- _Set task_: Write the material out again in full, exactly.

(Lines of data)
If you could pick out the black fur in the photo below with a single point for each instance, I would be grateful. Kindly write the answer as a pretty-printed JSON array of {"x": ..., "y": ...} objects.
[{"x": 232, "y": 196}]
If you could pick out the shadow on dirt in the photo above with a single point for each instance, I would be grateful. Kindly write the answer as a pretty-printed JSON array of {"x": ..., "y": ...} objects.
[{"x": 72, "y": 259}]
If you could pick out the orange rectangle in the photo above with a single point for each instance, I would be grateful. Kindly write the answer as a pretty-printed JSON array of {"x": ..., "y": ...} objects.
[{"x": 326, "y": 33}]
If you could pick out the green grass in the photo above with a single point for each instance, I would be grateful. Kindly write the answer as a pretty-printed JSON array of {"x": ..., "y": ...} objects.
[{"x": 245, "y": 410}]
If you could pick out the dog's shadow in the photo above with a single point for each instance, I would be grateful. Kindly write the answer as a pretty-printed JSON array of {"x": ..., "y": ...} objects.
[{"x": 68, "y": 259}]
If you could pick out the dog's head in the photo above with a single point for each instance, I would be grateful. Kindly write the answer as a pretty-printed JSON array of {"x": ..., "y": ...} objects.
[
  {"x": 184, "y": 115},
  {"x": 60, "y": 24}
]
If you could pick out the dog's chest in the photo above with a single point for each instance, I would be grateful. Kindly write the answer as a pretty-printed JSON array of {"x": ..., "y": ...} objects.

- _Full response_:
If you could pick out the black fur in the photo below with a single point for each instance, I would be grateful. Kindly write the answer as a pretty-printed JSON array of {"x": ..., "y": ...} objects.
[{"x": 232, "y": 196}]
If you could pick out the shadow on dirt in the photo above with a single point for each instance, I would be grateful. Kindly write the answer as a pretty-printed JSON array of {"x": ..., "y": ...} objects.
[{"x": 72, "y": 259}]
If you could pick out the orange rectangle in the photo above with a single point for each instance, I would be grateful. Kindly write the answer as a pretty-printed JSON array of {"x": ..., "y": ...} objects.
[{"x": 326, "y": 33}]
If you could pick out the green grass in the photo above with a single point for each instance, I would be grateful. Kindly write the answer as a pretty-printed JSON array of {"x": ..., "y": ...} objects.
[{"x": 245, "y": 410}]
If you could pick out the dog's shadow in the photo above with a single point for each instance, I would be grateful. Kindly write the answer as a pretty-printed JSON array of {"x": ..., "y": ...} objects.
[{"x": 68, "y": 259}]
If you could pick out the dog's head in the photo above with a single point for each instance, I would be grateful. Kindly write the answer as a pretty-printed JSON array of {"x": ..., "y": ...} objects.
[
  {"x": 184, "y": 115},
  {"x": 60, "y": 24}
]
If you could pick out the dog's chest in the photo above with a single point for each instance, I would be grateful. Kindly write the answer as a pretty-printed JSON array of {"x": ..., "y": ...} objects.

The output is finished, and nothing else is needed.